— BEGIN MATERIAL FOR THIS EXERCISE —

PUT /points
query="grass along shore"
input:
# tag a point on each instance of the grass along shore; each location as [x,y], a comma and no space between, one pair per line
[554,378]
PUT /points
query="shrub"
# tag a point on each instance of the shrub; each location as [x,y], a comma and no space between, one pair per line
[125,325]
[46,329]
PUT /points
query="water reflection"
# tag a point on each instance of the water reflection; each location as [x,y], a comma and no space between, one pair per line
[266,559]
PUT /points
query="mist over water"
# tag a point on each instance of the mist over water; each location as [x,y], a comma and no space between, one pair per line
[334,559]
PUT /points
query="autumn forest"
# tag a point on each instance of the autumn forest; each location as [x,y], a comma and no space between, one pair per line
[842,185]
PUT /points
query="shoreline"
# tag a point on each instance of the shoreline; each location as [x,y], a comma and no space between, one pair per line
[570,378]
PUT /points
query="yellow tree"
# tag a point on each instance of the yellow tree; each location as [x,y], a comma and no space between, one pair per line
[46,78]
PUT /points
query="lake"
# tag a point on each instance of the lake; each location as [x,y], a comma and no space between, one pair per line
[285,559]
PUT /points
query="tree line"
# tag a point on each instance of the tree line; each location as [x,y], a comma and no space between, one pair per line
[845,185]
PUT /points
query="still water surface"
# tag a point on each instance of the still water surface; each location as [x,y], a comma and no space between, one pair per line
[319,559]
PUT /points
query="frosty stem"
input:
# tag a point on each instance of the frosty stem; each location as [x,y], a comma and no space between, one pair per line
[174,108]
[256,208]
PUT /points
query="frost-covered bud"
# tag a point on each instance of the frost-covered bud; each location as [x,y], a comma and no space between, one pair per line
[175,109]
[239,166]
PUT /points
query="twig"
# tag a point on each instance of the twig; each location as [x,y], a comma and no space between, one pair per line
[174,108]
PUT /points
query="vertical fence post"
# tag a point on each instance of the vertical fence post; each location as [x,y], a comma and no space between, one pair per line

— END MATERIAL FOR THIS EXERCISE —

### WHAT THE TASK ASKS
Write the material out again word for word.

### RESULT BELOW
PUT /points
query="grass along shore"
input:
# tag a point on each instance of the grass along shore; each location as [x,y], a comma and no space between, one pair per line
[554,378]
PUT /points
query="shrub"
# tag a point on each instance of the shrub; each location as [x,y], a comma and no space between, one pair per line
[125,325]
[46,329]
PUT /points
query="water reflection"
# tag a point on each instance of the water reflection; each location as [x,y], a comma and no space between, one pair per line
[266,559]
PUT /points
query="mist over water"
# tag a point on each instance of the mist over water; each location as [x,y], a comma and no space between, one pair per line
[334,559]
PUT /points
query="autumn forest"
# tag a point on each instance of the autumn forest; each location as [x,y], a comma and no space between, one pair per line
[842,185]
PUT /points
query="shoreline"
# tag a point on each instance of the shoreline; each location as [x,y], a comma and no space between, one pair per line
[570,378]
PUT /points
query="yellow tree"
# tag a point on each instance of the yellow tree; each location as [x,y], a comma and no space between, one pair per line
[46,78]
PUT /points
query="lake"
# tag a point on each instance of the lake; each location as [x,y], a comma and no space between, one pair per line
[285,559]
PUT /points
query="tree line"
# tag a point on each instance of the tree line; each location as [x,y], a comma and no space between, one pair per line
[845,185]
PUT /points
query="still water surface"
# tag a point on each instance of the still water surface; each location as [x,y], a comma and no space between, one pair per line
[319,559]
PUT /points
query="frosty stem"
input:
# tag a point on each instance of the frosty stem; each location as [x,y], a comma and no space between, one pair per line
[174,108]
[256,208]
PUT /points
query="frost-covered bud"
# tag a point on each instance of the frost-covered bud; each location as [x,y], a comma and no space between, one pair per line
[175,109]
[239,166]
PUT /points
query="twig"
# tag a point on each instance of the twig; each location as [x,y], a comma and no space between, one pair per line
[174,108]
PUT /points
query="vertical fence post"
# tag a point on each instance of the vertical fence post; each location as [x,y], a comma and no space between, one pair per line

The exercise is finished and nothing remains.